- MATERIAL TO PROCESS:
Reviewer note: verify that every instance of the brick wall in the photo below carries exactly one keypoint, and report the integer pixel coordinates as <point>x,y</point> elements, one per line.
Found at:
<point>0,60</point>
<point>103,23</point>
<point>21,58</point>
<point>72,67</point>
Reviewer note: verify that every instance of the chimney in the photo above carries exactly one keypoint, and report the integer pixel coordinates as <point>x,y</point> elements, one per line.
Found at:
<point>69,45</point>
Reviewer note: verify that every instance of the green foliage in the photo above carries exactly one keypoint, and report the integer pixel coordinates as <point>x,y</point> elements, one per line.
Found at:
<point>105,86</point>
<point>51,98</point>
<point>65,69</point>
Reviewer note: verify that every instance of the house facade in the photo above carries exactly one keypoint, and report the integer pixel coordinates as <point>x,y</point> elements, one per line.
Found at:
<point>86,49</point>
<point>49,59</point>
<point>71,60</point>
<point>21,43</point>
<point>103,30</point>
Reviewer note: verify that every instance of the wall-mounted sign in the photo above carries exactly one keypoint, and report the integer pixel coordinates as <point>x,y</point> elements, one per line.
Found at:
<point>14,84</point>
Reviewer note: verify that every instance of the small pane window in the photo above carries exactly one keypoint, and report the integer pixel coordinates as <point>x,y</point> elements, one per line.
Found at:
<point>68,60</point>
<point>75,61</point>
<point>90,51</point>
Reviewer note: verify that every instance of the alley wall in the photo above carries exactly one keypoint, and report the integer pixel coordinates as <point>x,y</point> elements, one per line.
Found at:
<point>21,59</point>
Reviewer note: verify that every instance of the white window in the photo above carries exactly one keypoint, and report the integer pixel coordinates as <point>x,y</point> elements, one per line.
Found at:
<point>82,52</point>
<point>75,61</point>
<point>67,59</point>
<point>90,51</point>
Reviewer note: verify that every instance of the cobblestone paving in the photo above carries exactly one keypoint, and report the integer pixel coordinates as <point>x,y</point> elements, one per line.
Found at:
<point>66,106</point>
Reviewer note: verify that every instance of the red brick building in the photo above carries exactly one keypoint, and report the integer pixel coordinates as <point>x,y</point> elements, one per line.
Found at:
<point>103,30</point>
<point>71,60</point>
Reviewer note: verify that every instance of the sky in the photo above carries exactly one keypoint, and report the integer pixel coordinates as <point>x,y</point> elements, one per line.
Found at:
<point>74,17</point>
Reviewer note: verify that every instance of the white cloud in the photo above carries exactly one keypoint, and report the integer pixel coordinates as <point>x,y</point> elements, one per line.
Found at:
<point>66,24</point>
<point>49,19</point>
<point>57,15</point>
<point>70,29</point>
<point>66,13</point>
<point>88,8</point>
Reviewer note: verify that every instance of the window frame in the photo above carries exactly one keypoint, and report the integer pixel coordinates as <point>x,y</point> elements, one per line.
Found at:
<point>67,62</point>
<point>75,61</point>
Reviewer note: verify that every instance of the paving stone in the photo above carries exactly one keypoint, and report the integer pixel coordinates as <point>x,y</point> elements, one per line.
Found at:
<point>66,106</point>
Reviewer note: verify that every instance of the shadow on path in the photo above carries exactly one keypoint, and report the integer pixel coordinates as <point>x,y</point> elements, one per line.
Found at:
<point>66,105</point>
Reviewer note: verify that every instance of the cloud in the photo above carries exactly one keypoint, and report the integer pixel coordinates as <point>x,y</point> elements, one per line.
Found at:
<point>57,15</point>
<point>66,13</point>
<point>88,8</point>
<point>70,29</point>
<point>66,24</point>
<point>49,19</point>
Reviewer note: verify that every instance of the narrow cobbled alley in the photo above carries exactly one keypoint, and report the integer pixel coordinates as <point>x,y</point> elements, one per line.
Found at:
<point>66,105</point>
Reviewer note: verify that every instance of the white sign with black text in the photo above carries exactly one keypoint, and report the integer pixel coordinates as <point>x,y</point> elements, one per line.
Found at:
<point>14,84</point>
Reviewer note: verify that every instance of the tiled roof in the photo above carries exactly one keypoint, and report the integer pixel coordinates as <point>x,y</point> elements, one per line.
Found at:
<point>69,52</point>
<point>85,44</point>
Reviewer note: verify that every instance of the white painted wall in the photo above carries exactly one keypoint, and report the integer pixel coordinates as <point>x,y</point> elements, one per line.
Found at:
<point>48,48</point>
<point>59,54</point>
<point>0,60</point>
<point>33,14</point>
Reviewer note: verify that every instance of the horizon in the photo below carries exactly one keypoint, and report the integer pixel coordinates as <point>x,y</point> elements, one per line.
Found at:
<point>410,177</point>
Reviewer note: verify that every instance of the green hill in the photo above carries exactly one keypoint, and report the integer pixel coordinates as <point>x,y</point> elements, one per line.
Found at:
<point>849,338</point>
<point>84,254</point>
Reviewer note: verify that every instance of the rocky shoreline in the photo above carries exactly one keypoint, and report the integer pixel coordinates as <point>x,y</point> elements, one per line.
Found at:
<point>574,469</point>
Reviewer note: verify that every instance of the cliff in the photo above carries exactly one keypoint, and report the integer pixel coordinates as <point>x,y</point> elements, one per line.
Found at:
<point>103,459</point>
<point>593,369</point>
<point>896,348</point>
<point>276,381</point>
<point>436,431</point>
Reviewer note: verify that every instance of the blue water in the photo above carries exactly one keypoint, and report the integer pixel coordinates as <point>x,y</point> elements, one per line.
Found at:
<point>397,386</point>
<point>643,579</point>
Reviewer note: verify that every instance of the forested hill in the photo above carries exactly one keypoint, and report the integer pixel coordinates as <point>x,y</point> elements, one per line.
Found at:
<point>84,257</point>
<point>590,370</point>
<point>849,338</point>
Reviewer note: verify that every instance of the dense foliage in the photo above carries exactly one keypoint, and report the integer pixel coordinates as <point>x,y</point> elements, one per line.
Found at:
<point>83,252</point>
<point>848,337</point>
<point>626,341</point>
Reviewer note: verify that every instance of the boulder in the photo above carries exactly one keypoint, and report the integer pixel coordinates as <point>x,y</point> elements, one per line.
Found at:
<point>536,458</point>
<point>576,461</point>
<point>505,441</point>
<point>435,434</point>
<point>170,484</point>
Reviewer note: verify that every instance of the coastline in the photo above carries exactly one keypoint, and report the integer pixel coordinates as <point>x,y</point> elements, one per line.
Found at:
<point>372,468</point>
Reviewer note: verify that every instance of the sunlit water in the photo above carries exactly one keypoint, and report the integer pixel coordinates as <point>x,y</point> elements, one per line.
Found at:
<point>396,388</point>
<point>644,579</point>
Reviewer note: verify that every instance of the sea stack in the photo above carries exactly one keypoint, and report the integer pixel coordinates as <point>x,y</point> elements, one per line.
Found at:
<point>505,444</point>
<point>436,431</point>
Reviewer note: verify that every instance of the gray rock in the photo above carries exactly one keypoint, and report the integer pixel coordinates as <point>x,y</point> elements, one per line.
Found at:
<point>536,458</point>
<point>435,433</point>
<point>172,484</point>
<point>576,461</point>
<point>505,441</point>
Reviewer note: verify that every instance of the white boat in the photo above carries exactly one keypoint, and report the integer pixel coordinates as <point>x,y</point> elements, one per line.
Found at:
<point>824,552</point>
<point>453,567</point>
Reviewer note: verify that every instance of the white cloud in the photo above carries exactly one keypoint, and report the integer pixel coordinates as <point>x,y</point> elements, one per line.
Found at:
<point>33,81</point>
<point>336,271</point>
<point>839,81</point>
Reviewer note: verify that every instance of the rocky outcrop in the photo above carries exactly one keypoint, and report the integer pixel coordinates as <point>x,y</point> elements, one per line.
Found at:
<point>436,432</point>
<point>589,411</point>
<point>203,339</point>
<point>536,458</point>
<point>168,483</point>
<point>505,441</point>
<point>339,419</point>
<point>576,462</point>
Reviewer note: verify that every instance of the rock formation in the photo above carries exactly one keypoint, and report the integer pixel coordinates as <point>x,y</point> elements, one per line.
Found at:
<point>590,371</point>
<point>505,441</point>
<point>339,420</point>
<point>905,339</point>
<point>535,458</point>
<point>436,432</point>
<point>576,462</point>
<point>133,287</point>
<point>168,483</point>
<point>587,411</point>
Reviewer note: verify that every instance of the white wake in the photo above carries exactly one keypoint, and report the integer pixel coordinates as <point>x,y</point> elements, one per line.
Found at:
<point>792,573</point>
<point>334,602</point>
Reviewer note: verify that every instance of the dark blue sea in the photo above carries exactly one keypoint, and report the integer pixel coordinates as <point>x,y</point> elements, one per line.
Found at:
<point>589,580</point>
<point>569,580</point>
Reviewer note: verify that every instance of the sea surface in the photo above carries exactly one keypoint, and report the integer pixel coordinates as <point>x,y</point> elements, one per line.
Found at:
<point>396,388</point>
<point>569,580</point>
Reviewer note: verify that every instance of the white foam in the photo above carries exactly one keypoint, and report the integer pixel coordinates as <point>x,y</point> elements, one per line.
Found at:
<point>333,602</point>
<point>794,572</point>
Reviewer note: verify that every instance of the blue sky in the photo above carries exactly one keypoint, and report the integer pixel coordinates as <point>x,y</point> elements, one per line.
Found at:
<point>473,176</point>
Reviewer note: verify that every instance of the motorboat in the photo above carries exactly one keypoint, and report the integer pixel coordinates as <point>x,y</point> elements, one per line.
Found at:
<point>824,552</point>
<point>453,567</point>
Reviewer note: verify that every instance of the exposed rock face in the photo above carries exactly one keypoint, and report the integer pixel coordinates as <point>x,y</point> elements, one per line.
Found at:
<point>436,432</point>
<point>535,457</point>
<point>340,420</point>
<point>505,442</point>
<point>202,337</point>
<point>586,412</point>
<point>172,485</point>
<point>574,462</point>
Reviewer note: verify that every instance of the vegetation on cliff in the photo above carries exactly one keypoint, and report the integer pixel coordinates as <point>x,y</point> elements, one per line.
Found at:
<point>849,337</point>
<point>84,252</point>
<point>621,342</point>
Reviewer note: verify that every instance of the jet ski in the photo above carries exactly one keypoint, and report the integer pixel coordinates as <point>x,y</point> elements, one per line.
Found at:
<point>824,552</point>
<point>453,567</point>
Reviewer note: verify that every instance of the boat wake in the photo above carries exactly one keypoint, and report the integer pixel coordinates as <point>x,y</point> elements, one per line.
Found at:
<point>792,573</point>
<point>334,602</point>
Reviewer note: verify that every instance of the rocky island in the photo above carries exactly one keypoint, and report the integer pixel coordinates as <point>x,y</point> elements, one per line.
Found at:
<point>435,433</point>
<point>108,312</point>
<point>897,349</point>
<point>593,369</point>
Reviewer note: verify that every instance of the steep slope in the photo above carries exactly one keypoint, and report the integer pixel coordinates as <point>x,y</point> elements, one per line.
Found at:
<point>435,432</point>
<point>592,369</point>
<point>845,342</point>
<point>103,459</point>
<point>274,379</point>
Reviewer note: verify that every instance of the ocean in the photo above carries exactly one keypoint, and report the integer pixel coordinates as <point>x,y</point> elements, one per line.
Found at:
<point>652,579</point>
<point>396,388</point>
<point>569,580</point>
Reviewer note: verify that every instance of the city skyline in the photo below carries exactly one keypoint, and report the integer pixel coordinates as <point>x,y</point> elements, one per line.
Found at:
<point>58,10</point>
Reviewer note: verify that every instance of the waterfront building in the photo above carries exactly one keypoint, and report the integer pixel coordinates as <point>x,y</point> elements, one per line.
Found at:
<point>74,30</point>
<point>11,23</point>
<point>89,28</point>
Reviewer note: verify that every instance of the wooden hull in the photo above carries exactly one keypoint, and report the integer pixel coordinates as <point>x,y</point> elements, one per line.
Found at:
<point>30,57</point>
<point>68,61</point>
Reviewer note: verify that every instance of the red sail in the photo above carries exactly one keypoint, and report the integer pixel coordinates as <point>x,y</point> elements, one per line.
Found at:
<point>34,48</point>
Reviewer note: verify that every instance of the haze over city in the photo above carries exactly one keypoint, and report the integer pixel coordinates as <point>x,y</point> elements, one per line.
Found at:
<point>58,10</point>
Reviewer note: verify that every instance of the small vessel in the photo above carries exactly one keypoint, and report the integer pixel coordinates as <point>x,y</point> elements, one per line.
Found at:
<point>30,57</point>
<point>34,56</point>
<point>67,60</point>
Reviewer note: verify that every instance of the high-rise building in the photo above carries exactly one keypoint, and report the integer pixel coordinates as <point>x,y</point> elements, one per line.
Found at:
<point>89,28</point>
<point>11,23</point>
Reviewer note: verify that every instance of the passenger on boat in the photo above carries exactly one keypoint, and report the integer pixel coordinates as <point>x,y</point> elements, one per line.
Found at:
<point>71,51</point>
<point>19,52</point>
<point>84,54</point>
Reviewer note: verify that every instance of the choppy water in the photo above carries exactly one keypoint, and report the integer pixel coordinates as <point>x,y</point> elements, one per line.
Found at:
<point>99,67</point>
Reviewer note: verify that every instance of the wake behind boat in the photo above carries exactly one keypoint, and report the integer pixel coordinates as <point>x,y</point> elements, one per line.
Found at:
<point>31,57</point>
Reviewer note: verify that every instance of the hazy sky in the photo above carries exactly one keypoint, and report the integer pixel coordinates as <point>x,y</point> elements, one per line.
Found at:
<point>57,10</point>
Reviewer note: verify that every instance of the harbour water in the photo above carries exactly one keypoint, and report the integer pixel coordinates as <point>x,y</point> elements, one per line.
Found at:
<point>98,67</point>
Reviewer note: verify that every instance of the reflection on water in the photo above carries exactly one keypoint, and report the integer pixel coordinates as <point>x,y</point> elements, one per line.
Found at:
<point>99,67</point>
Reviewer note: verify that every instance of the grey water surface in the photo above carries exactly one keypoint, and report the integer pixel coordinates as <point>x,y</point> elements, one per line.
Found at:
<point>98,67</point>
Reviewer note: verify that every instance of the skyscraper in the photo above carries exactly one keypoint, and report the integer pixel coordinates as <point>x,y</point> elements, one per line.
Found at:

- WHAT THE TASK ASKS:
In the entries above, find each line containing the string "brick" and copy it.

- COMPLETED TASK:
Reviewer note: verify that every instance of the brick wall in the photo below carries exactly one keypoint, and report the integer pixel coordinates as <point>x,y</point> elements, one per line.
Reviewer note: verify that every instance of the red brick building in the photo above carries exactly one keypoint, and report the integer pixel coordinates as <point>x,y</point> elements, one per line.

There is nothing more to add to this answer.